Soal Singkat>
Tulis ulang bagian listing yang dimulai dari baris berisi "of the bush" hingga akhir listing, dengan mengganti "shrub" menjadi "hedge" dan tanpa mengubah hal lain.

Rekaman hasil ekstraksi>
'''

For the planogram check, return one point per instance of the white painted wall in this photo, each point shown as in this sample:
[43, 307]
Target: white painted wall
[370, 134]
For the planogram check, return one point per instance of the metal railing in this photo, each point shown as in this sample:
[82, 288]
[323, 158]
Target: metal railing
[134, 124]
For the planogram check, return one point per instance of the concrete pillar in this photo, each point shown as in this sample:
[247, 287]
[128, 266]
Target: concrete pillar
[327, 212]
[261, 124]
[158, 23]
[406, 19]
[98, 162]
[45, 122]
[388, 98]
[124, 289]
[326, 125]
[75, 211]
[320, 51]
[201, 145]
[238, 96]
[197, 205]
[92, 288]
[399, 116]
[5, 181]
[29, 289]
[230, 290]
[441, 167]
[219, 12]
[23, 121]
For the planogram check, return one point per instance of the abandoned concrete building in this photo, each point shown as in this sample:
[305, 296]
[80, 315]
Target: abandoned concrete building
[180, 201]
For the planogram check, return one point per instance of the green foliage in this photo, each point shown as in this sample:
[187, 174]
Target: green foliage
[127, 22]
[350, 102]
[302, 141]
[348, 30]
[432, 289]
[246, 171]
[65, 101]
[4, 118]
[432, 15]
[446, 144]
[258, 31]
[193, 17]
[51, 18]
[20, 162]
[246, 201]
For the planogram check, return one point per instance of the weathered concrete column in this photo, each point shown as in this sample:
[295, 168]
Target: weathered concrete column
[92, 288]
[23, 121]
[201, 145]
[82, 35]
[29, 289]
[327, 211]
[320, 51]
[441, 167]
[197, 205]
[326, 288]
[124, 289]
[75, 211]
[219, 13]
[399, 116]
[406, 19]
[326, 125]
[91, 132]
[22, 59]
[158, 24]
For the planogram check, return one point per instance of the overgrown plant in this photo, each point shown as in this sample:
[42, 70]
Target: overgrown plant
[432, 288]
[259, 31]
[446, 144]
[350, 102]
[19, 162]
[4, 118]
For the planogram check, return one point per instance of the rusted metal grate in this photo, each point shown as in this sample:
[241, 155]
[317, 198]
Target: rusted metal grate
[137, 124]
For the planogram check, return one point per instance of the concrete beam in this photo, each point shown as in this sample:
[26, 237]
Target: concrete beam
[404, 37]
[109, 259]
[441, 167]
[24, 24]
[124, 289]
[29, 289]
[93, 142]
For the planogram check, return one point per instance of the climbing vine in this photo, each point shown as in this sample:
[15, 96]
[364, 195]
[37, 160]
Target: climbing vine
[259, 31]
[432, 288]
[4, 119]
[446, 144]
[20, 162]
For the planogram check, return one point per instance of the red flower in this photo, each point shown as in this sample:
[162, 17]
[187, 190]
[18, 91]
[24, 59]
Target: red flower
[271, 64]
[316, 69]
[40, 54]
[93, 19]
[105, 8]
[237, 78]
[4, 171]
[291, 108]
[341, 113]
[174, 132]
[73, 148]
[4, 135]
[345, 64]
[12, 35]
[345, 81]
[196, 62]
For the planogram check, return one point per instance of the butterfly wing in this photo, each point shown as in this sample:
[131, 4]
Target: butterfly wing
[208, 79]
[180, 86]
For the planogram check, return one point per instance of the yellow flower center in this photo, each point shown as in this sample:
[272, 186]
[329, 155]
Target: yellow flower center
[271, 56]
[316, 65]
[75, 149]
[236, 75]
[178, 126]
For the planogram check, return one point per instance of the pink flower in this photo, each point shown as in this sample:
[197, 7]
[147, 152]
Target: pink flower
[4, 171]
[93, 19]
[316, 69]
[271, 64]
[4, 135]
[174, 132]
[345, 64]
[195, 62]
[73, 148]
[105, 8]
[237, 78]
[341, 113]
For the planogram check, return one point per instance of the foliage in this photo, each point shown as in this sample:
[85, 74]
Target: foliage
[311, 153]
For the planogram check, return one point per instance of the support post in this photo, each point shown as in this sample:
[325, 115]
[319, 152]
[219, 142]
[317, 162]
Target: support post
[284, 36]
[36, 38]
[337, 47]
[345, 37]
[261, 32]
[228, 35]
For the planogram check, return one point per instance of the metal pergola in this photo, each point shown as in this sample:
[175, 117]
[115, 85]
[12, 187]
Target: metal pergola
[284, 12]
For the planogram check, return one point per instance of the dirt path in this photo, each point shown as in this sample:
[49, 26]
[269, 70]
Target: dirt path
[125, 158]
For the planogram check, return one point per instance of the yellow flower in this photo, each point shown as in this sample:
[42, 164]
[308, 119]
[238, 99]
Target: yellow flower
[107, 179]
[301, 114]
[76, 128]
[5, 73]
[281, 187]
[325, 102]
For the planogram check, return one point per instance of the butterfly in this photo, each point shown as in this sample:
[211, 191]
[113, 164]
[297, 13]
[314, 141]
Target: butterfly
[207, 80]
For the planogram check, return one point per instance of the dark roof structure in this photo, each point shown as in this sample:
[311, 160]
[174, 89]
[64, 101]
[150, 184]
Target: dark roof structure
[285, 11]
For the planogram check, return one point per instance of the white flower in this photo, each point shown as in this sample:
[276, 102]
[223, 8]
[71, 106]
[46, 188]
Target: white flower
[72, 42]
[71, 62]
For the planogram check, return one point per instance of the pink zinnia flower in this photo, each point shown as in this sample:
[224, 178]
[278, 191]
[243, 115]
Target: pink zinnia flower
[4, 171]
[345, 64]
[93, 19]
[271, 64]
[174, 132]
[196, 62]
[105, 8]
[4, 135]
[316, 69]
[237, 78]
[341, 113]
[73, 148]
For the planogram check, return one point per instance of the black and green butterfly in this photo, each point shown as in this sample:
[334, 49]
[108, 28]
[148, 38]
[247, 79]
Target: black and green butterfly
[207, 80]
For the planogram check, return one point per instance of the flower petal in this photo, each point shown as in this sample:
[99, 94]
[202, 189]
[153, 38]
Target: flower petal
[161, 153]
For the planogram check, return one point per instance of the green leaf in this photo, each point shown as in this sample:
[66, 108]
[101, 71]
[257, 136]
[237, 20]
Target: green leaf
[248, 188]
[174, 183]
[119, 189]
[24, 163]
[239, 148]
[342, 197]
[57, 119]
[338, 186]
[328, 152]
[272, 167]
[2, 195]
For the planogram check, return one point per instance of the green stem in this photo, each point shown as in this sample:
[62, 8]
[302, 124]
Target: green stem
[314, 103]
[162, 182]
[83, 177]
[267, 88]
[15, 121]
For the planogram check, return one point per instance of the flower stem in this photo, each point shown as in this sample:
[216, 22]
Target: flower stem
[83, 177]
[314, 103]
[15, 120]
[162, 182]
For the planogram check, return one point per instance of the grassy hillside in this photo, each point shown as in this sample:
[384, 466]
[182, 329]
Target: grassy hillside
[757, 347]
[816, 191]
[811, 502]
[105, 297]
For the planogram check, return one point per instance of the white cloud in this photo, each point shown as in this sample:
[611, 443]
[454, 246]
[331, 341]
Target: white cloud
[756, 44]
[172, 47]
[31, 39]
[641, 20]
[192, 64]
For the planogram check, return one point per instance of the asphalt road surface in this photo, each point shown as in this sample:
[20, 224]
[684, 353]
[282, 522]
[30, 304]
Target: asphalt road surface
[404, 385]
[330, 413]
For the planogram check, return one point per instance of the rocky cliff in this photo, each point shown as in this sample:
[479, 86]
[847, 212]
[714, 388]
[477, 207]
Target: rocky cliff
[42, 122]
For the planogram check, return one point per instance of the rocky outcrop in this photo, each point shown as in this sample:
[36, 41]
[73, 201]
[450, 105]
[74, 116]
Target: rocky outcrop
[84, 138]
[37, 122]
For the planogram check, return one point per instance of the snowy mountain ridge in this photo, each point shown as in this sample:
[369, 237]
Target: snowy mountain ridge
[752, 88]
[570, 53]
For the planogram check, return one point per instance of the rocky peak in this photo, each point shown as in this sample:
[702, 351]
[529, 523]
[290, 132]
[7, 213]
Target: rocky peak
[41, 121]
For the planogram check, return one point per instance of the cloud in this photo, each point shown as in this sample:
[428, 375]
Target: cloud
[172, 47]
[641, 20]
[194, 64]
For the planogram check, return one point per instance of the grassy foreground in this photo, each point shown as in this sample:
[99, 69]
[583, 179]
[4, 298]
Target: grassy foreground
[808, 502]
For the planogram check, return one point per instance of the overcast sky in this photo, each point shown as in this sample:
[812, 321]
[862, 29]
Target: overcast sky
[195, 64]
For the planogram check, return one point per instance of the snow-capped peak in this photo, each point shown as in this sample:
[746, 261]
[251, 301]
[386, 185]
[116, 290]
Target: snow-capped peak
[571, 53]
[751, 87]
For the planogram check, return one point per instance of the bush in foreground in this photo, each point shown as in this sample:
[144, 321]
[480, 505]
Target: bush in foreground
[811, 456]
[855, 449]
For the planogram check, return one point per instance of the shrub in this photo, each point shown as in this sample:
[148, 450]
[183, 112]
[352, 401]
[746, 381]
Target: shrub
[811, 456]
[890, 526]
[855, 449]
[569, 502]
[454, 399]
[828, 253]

'''

Hasil Tugas>
For the planogram check, return one point per instance of the bush in foreground in this photo, each point shown as in this sample:
[144, 321]
[480, 505]
Target: bush in foreground
[811, 456]
[855, 449]
For the planogram check, return one point per instance of the hedge in this photo, each point shown as in this sample:
[148, 450]
[183, 112]
[352, 401]
[746, 381]
Target: hedge
[811, 456]
[890, 526]
[855, 449]
[569, 502]
[454, 399]
[828, 253]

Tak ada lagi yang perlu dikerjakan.